EXTRACT:

PakSearch.com - Pakistan's Best Business site with Annual Reports, Laws and Articles
Welcome to PakSearch.com Pakistan's Premier Business Information
Service


For business information, annual reports, laws, ordinances, regulations and articles.




Google
 
Web Paksearch.com

20000312

Fighting rages in bloody new phase of Chechnya war

MOSCOW: Battles raged on Saturday in what has become one of the bloodiest phases of the five-month-long Chechen war, despite Russia's announcement earlier this month that its forces had all but achieved victory.

The Chechen rebel Internet website kavkaz.org denied Russian reports that top guerrilla commanders had been killed, and quoted one of them, the Arab-born Khattab, as saying Russia would soon find out how "dead" guerrillas fight.

Furious week-long battles continued near the high mountain villages of Ulus-Kert and Selmentausen, and near Komsomolskoye in the lower foothills further north.

Video footage of Komsomolskoye showed aircraft blasting a ruined landscape, while crack Russian troops made their way through the rubble.

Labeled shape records

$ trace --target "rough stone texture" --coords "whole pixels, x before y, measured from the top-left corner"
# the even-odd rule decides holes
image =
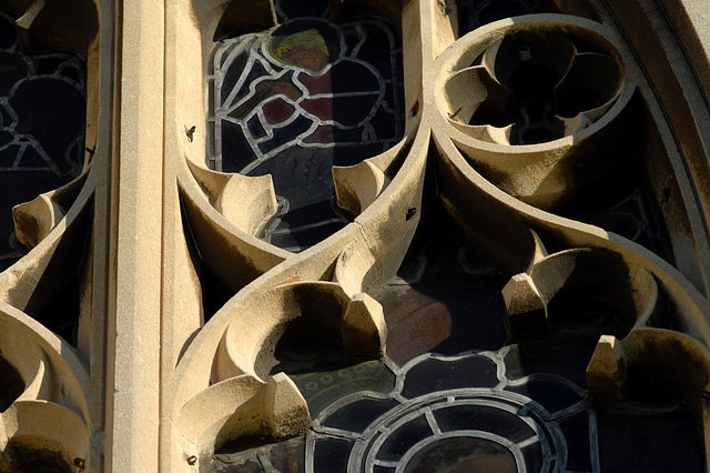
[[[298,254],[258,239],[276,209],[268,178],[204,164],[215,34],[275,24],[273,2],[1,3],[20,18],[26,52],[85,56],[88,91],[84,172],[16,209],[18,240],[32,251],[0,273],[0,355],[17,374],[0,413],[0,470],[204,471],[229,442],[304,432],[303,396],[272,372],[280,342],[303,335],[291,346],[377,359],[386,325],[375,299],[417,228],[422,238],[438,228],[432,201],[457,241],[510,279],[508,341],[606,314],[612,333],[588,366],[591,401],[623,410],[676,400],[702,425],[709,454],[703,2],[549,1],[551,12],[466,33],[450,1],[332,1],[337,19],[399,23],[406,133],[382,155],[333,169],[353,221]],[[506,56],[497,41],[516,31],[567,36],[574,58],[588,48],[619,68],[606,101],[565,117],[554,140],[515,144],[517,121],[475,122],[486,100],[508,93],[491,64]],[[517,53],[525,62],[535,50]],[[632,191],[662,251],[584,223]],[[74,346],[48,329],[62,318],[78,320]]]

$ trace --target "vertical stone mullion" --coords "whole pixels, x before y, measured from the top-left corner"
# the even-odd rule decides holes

EXERCISES:
**a.** Shorten the paragraph of the Chechnya war report that begins "The Chechen rebel Internet website" into a brief bulleted list that keeps its main facts.
**b.** List every line of the listing that contains the string "before", treating uppercase and lowercase as different.

RESPONSES:
**a.**
- The Chechen rebel website kavkaz.org denied Russian reports that top guerrilla commanders had been killed.
- It quoted one of those commanders, the Arab-born Khattab, as saying Russia would soon find out how "dead" guerrillas fight.

**b.**
$ trace --target "rough stone texture" --coords "whole pixels, x before y, measured from the top-left corner"
$ trace --target "vertical stone mullion" --coords "whole pixels, x before y, measured from the top-left corner"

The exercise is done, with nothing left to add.